** Begin STORED ROWS **

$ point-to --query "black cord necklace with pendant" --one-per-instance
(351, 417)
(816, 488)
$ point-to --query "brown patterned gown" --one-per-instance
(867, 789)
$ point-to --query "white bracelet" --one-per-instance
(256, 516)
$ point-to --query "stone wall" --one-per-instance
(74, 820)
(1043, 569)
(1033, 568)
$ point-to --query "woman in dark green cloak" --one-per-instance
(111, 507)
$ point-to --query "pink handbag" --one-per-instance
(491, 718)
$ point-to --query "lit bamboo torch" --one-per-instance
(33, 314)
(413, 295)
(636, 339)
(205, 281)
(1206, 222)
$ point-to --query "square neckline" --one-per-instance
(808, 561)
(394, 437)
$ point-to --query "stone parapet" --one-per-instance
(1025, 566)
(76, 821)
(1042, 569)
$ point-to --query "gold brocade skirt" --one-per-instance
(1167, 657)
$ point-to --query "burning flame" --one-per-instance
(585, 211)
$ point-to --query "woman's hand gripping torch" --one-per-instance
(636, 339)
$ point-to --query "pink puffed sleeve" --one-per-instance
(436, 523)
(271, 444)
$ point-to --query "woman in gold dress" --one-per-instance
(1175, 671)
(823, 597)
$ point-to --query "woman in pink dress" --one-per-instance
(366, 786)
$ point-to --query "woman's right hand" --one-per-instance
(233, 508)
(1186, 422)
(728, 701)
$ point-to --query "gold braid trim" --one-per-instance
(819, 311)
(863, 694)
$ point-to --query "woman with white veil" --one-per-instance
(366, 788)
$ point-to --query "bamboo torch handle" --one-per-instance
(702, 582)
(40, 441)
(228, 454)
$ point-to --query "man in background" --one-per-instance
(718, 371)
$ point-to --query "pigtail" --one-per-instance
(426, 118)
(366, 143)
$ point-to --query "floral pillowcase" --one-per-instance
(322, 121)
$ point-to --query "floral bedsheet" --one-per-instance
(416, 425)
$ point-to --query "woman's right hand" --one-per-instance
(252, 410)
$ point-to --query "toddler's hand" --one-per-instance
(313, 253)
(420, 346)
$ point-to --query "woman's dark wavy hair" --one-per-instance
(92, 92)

** End STORED ROWS **
** Begin STORED ROWS **

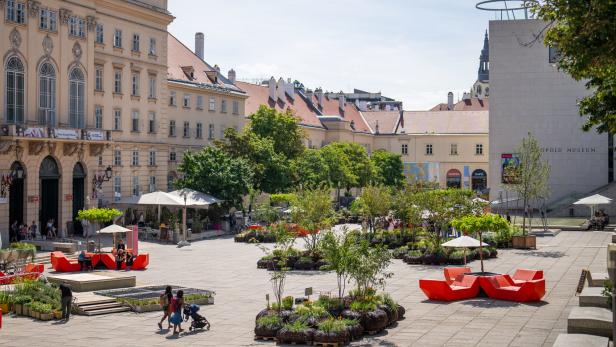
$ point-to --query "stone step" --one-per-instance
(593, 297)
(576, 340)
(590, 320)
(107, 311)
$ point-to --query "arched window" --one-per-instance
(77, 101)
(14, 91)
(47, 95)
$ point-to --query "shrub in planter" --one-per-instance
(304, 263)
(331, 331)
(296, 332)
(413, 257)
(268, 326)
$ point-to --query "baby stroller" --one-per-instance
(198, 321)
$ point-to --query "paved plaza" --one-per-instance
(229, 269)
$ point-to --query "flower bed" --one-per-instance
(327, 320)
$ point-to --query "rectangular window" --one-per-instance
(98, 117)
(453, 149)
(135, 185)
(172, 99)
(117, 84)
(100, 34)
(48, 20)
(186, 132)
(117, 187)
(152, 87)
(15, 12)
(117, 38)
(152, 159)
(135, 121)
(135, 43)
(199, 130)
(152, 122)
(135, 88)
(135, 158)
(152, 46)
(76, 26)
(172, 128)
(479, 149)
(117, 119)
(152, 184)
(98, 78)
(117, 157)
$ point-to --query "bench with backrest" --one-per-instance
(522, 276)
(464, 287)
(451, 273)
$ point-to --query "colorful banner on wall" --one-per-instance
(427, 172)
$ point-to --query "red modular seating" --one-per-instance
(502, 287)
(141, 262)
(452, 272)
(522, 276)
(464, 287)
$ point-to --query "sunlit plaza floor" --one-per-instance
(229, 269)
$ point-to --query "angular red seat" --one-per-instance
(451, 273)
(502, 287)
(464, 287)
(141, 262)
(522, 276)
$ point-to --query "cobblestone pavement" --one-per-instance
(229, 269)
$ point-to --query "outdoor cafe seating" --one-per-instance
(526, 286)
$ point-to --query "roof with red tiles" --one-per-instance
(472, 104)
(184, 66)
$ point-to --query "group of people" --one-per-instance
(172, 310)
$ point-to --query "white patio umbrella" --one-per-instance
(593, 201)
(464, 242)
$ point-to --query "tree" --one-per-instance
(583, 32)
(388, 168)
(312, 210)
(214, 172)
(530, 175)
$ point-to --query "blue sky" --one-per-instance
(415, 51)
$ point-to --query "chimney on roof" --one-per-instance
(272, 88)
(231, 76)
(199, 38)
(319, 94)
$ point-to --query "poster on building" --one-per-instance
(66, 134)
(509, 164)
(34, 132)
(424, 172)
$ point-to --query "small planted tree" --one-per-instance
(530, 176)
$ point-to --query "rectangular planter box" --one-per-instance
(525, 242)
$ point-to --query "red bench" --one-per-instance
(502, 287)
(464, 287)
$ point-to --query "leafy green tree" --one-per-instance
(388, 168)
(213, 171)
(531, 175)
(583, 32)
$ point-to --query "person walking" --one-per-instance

** End STORED ROWS **

Filter the entries above and copy out every line that contains the word "floral".

$ point-to --query "floral pillowcase" --one-per-instance
$ point-to --query "floral bedsheet" --one-per-instance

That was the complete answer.